Summarize the article below on Christian complicity in the suffering of girls and women in two sentences.

- Selected text:
--- Begin ---

Christian Complicity in the Suffering of Girls and Women

Photo: The Carter Center
The church can play a vital role in advancing the rights of women and girls. (Photo credit: The Carter Center)

By Mimi Haddad     

Dr. Mimi Haddad furthers the discussion of religions’ role in disenfranchising women. She uses her background as a Christian theologian to analyze ways that the Christian church has been complicit in the marginalization and injustice of girls and women and how the church can play a vital role in advancing the rights of women and girls.


MimiHaddadDr. Mimi Haddad is president of Christians for Biblical Equality. She is part of the leadership of Evangelicals for Justice. She is a founding member of the Evangelicals and Gender Study Group at the Evangelical Theological Society. She has written over 100 articles and blog entries and has contributed to 10 books, most recently “Godly Woman – An Agent of Transformation” (2014). She is an editor and a contributing author of “Global Voices on Biblical Equality: Women and Men Serving Together in the Church”. She is an adjunct assistant professor at Fuller Theological Seminary, an adjunct assistant professor at Bethel University, and an adjunct professor at North Park Theological Seminary. Dr. Haddad also serves as a gender consultant for World Vision.


Twenty-three years ago, an economist from India, Amartya Sen, reported the largest human holocaust in history. His research showed that over 100 million females had disappeared from society. Though Sen was awarded the Nobel Prize for his research, few were mobilized by the horror he had uncovered.

Likewise, Pulitzer-Prize winning journalists Nick Kristoff and Sheryl WuDunn decry how their efforts to spotlight the 100,000 girls routinely kidnapped and trafficked never reached the front page. Instead, news services preferred a story on how “a prominent dissident was arrested in China” (Kristoff and WuDunn,” Half the Sky”, xiv). How could the world be so disinterested in the suffering and annihilation of females?

How could the world be so disinterested in the suffering and annihilation of females?

--- End ---

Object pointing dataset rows
--- Begin ---

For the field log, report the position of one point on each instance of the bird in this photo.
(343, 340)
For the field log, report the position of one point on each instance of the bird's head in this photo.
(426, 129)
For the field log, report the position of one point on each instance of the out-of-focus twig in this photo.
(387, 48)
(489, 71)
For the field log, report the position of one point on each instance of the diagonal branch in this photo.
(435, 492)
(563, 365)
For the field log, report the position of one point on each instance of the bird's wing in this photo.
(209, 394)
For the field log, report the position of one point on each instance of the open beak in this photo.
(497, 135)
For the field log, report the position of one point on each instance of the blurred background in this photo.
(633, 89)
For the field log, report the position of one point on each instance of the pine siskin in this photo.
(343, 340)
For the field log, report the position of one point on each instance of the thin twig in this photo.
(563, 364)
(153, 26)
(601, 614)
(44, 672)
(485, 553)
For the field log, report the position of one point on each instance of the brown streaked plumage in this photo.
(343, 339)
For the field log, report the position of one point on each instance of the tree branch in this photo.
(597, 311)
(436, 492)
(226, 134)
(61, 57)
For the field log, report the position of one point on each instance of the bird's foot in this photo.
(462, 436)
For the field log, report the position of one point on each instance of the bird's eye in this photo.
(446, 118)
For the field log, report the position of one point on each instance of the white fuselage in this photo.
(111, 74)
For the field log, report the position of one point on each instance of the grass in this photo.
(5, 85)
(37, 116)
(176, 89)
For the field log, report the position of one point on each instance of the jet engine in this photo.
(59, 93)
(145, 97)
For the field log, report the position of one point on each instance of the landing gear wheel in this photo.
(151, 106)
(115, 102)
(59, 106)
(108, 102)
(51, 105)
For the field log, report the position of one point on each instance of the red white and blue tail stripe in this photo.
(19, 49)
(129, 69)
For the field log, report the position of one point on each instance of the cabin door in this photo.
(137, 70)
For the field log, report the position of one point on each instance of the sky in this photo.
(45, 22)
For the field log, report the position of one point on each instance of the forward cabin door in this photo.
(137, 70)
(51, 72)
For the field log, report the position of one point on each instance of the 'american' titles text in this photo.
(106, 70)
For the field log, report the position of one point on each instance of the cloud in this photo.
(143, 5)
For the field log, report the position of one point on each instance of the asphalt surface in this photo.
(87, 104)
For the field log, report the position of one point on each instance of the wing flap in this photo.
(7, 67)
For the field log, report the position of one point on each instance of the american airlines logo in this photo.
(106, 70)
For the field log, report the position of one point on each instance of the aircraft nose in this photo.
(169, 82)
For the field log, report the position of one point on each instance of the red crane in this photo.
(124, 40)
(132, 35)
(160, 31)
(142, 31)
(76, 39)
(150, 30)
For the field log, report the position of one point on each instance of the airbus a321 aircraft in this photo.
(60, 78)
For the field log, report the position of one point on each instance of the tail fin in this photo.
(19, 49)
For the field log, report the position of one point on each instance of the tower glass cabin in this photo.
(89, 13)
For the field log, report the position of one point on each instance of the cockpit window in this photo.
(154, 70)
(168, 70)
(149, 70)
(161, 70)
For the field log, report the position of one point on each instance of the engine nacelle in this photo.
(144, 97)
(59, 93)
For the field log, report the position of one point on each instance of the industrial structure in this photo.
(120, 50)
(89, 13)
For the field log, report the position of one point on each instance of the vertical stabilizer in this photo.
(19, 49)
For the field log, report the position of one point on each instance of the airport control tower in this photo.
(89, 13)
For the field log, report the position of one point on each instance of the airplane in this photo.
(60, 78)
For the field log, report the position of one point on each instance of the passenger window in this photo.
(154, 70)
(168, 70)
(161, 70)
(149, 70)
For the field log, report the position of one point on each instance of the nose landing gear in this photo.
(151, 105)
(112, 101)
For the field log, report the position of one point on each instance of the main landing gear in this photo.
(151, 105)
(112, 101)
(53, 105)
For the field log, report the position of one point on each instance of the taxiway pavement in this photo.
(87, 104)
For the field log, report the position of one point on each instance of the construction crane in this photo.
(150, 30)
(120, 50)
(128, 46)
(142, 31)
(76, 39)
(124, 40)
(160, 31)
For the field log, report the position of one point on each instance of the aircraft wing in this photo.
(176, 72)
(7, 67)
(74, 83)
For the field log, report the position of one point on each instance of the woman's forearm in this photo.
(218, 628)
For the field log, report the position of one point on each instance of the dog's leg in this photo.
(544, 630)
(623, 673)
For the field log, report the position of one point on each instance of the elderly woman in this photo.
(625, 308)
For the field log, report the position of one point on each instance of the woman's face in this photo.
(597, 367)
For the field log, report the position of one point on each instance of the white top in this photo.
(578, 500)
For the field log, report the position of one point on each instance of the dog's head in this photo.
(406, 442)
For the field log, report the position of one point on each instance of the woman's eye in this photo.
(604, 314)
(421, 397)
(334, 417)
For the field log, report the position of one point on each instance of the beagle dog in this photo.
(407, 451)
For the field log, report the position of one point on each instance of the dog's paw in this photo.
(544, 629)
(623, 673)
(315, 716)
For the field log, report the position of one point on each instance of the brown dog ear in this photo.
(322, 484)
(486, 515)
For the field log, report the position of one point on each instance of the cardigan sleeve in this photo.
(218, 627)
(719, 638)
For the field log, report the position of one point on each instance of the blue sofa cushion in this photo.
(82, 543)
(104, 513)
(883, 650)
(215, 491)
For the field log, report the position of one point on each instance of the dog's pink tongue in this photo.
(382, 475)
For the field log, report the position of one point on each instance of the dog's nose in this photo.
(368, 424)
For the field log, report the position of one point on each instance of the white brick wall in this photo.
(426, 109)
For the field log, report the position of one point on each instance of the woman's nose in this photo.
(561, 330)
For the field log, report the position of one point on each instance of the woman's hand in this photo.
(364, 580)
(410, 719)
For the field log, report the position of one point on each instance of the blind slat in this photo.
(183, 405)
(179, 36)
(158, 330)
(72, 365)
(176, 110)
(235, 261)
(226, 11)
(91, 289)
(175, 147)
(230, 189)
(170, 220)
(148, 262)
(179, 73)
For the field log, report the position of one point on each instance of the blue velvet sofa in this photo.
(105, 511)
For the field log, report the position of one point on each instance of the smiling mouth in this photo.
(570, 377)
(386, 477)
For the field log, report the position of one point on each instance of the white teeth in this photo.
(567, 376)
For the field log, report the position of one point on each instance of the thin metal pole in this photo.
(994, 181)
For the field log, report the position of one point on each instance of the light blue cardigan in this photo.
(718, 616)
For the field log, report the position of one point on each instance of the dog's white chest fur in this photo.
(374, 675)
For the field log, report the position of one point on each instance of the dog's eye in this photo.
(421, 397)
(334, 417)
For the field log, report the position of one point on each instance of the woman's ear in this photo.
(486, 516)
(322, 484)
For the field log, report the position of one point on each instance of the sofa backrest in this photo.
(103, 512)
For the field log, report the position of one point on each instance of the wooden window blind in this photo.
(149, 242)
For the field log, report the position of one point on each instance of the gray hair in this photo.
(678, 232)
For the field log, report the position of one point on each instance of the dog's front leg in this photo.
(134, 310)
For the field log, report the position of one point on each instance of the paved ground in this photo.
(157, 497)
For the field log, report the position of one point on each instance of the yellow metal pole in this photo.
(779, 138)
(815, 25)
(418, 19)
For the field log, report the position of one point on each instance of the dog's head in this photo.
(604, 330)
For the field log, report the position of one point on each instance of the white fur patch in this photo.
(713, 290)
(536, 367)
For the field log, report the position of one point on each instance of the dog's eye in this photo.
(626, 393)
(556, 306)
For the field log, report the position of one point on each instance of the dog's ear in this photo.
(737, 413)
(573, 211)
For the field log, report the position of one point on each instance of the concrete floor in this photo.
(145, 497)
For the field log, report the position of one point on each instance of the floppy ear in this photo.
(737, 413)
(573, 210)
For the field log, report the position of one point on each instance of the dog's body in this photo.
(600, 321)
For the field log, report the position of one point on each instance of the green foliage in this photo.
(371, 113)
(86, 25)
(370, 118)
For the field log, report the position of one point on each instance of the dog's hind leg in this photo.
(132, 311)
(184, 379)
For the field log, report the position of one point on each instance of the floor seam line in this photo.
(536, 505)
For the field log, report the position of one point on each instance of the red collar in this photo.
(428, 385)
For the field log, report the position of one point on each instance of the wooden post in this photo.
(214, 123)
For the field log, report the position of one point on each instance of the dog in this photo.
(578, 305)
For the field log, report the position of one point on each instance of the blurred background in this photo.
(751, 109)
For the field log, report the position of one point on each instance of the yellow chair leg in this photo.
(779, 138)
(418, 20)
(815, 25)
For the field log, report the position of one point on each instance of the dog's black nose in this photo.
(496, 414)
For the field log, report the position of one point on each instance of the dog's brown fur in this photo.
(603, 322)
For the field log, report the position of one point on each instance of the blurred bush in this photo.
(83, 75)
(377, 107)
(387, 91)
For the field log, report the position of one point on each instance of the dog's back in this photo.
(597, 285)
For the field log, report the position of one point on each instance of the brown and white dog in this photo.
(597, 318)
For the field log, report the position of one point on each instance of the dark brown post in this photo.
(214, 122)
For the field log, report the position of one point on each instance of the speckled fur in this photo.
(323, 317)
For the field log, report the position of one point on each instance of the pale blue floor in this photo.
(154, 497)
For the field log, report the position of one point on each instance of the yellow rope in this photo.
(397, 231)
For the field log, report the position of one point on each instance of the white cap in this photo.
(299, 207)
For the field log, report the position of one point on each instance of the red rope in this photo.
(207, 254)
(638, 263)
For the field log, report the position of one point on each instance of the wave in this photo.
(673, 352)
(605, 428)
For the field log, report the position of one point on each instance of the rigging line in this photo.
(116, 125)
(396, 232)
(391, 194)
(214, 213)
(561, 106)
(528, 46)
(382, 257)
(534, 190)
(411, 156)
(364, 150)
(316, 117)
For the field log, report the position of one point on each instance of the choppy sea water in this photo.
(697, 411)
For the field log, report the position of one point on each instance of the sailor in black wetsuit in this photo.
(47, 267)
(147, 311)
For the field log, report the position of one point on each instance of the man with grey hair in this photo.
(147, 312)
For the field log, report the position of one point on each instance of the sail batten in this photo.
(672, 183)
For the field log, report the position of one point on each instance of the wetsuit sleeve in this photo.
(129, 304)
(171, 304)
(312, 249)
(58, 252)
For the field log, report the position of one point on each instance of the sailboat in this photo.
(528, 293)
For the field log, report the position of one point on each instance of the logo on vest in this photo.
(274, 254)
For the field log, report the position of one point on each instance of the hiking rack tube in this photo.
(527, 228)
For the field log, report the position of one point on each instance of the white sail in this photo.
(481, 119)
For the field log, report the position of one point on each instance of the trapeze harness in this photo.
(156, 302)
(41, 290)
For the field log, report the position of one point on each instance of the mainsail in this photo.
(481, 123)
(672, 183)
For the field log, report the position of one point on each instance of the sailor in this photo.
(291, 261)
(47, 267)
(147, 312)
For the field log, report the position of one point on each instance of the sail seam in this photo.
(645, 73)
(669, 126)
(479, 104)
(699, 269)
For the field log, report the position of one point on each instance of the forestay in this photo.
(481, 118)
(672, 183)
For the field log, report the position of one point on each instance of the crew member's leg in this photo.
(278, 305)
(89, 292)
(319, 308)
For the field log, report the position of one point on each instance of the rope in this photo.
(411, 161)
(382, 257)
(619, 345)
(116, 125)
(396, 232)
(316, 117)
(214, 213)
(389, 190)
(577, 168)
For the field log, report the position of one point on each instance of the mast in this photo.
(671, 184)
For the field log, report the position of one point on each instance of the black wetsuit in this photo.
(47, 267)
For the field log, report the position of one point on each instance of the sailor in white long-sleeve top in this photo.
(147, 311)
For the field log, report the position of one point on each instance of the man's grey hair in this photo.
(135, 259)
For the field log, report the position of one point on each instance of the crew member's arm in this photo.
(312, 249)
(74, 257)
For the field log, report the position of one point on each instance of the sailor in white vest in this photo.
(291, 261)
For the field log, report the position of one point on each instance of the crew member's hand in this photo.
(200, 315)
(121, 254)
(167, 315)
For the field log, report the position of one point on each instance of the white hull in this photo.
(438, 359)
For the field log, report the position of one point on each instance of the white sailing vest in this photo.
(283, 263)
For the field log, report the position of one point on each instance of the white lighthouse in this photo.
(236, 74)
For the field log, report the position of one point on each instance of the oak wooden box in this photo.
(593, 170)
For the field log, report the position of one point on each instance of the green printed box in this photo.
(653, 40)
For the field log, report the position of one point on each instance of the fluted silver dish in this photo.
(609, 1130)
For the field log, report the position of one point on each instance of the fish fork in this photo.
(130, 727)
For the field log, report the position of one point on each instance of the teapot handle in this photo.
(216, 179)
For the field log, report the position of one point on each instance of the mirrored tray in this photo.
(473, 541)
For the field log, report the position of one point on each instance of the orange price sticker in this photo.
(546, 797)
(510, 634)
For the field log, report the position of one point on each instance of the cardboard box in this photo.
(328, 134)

--- End ---

- Result for this task: Mimi Haddad, a Christian theologian and president of Christians for Biblical Equality, examines how the Christian church has been complicit in the marginalization of girls and women and how it can help advance their rights. She notes that few people were mobilized by Amartya Sen's finding that over 100 million females had disappeared from society, and that Nick Kristoff and Sheryl WuDunn's efforts to spotlight the 100,000 girls routinely kidnapped and trafficked never reached the front page.